Return the listing below unchanged, line for line.

Point labeling examples
^^^^^^^^

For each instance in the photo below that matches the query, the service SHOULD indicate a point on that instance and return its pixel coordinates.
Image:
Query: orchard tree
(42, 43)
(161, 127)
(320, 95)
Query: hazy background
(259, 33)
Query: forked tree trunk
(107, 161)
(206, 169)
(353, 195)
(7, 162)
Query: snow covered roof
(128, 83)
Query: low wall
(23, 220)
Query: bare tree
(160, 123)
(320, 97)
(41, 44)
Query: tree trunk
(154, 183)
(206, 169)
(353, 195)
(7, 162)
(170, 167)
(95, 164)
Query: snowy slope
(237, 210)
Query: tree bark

^^^^^^^^

* _Exercise response_:
For each instance in the photo below that matches the query, the service SHOULD indicate a point on that instance and return its pixel coordinates.
Image:
Query: orchard tree
(42, 43)
(161, 127)
(320, 95)
Query: hazy background
(259, 33)
Query: forked tree trunk
(107, 161)
(206, 169)
(353, 195)
(7, 162)
Query: snow covered roof
(128, 83)
Query: low wall
(23, 220)
Query: bare tree
(160, 123)
(320, 97)
(41, 44)
Query: tree trunk
(154, 183)
(206, 169)
(353, 195)
(7, 162)
(170, 167)
(95, 164)
Query: snowy slope
(237, 210)
Query: tree bark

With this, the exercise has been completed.